Textauszug:
• • • •

13. Februar: Volksbegehren über Wasserverträge

„Vollständige Offenlegung von Verträgen, Beschlüssen und Neben­abreden...“

13. Februar: Volksentscheid über das Berliner Wasser
13. Februar: Volksentscheid über das Berliner Wasser

Viele erinnern sich an jene Ver­sprechen, mit denen der Privati­sierungspolitik der Weg geebnet wurde: Mit dem Verkauf der öffentlichen Daseinsvorsorge an private Investoren sollte alles besser, effizienter und preiswerter werden. Die Betriebskosten­ab­rech­nungen belehren uns eines besseren: Ob Strom-, Gas- oder Wasserpreise – die enormen Preissteigerung der letzten Jahre belasten Mieter und Eigen­tümer gleichermaßen. Die Verbraucher zah­len drauf, während die Privati­sie­rungsbefürworter satte Profite aus den Taschen der Verbraucher pumpen. Allein die Wasserpreise sind seid 2001 um 35% gestiegen. Mit der Teilprivatisierung der Berliner Wasserbetriebe im Rahmen einer so genannten Öffentlich-Privaten „Partner“schaft fand 1999 die größte Teilprivatisierung innerhalb der EU statt. Für 1,68 Mrd. wurden 49,9 % der Wasserbetriebe über eine Holding AG an den Stromriesen RWE und den französischen Wasserkonzern VEOLIA verkauft. Natürlich werden solche Geschäfte juristisch abgesichert, zum einen durch das damalige Teilprivatisierungsgesetz, das später durch das Berliner Betriebegesetz ersetzt wurde, zum anderen durch vertragliche Vereinbarungen, die unter dem Sigel der Verschwiegenheit abgeschlossen wurden. Den Status TOP SECRET – STRENG GEHEIM kennen wir aus Spio­nage­filmen und vermuten strikte Ge­heim­haltung möglicherweise in der Terro­rismus­bekämpfung – aber im Bereich der Wasserversorgung?  Durch „Insider“, also Mitarbeiter der Senats­verwaltung, die selbst empört über die geheimen Vertragsinhalte sind, gelangten einzelne Passagen an die Öffentlichkeit. Aus diesen Passagen ging hervor, dass die privaten Investoren ihre Interessen, nämlich die Minimierung des unternehmerischen Risikos bei gleichzeitiger Zusicherung maximaler Rendite­garantien, die notfalls aus dem verschuldeten Landeshaushalt beglichen werden müssen, optimal absicherten! Und das in einem Vertrag mit einer unbefristeten Laufzeit! 

 

Licht ins Dunkel!

Um Licht ins Dunkel zu bringen und gleichzeitig die Voraussetzungen für eine kostengünstige, bürgernahe Aufhe­bung der Teilprivatisierung zu schaffen, ist ein Gesetzestext formuliert worden, mit dem die vollständige Offenlegung von Verträgen, Beschlüssen und Neben­abreden, die im Zusammenhang mit der Teilprivatisierung stehen, erreicht werden soll. Die zweite Kernforderung des Gesetzes sieht vor, dass Rechts­do­kumente, die nicht offen gelegt werden, unwirksam werden. Die Zielsetzung des Gesetzes ist leicht verständlich und erschließt sich auf den ersten Blick: Was vor Bürgern geheim gehalten wird, dagegen kann sich niemand zur Wehr setzen. Erst die gesetzliche Offenlegung ermöglicht eine unabhängige und öffentliche Überprüfung aller  Ver­tragsdo­­ku­- ­mente auf ihre Rechtmäßigkeit.

• • • •

Datenliste:
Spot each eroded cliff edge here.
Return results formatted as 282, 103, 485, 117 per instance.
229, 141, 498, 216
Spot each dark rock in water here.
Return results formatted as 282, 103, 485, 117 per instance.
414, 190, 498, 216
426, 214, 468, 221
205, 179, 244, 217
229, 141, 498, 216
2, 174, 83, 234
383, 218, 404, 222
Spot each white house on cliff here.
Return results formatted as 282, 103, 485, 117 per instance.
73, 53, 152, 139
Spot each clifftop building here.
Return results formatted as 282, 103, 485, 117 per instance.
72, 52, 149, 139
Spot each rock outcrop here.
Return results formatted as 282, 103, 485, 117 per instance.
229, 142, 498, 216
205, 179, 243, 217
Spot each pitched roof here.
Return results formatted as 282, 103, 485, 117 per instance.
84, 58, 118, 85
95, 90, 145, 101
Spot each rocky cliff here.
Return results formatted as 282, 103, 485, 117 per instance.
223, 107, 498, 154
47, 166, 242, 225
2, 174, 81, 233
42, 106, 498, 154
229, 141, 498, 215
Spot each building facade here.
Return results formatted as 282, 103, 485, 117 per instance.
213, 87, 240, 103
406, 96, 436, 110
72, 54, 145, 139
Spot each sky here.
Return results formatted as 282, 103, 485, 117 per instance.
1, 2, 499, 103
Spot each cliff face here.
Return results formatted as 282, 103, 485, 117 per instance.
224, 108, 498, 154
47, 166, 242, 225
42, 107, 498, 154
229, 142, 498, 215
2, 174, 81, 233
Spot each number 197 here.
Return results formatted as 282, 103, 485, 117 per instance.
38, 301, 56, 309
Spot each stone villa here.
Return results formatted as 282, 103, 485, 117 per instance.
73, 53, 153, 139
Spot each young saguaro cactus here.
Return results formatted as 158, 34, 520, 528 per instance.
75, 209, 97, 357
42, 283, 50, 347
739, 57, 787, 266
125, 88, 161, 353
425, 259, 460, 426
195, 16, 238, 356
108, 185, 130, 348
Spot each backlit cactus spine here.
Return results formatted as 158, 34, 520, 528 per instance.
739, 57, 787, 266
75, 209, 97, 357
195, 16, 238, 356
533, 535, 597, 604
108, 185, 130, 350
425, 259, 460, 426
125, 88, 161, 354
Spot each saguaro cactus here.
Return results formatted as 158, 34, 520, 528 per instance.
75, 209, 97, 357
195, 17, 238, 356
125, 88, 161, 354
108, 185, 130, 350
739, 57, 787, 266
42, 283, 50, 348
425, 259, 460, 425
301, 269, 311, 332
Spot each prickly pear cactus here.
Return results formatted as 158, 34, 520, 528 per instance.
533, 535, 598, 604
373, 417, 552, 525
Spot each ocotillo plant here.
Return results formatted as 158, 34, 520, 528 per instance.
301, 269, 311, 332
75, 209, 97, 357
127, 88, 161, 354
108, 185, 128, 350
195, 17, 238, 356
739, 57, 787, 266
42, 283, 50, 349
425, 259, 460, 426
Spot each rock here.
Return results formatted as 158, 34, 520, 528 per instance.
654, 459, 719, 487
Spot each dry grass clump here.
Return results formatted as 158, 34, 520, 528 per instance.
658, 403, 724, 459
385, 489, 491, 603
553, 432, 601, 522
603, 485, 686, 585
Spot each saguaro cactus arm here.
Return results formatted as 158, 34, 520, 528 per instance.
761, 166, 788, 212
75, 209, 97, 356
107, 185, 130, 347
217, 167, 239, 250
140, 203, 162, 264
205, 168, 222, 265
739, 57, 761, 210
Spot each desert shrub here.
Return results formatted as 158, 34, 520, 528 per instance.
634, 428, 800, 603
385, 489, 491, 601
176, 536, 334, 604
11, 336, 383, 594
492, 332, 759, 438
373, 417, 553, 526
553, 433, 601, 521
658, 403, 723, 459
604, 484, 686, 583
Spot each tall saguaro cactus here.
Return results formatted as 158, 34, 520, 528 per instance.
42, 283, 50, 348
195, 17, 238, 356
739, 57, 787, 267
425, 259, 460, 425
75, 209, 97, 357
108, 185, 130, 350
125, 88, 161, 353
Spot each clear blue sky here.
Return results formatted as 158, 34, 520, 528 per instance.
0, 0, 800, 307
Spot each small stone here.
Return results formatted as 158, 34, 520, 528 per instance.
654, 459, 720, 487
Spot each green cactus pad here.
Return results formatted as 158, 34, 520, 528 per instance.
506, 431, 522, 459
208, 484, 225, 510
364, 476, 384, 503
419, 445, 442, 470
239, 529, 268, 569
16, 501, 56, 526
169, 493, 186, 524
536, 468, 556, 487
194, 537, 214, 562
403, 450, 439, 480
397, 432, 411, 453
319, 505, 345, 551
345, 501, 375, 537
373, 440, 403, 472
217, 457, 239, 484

• • • •

Zu erledigen:
1. Beantworte zum Text über die Berliner Wasserverträge die folgenden Fragen:
(a) Um wie viel Prozent sind die Wasserpreise seit 2001 gestiegen?
(b) Welcher Anteil der Wasserbetriebe wurde 1999 verkauft, und zu welchem Preis?
(c) Was soll nach der zweiten Kernforderung des Gesetzes mit Rechtsdokumenten geschehen, die nicht offengelegt werden?
2. Weshalb soll das Gesetz laut dem Text über die Berliner Wasserverträge die vollständige Offenlegung der Verträge, Beschlüsse und Nebenabreden erreichen? Erkläre es in ein bis drei Sätzen.
Die Auflistung ist eigenständiges Material und gehört nicht zum Text über die Berliner Wasserverträge.

Antworten:
1.
(a) Um 35 %.
(b) 49,9 % der Wasserbetriebe, für 1,68 Mrd.
(c) Sie sollen unwirksam werden.

2. Die Offenlegung soll Licht ins Dunkel bringen und die Voraussetzungen für eine kostengünstige, bürgernahe Aufhebung der Teilprivatisierung schaffen. Gegen etwas, das vor den Bürgern geheim gehalten wird, kann sich niemand wehren. Erst die gesetzliche Offenlegung ermöglicht eine unabhängige und öffentliche Überprüfung aller Vertragsdokumente auf ihre Rechtmäßigkeit.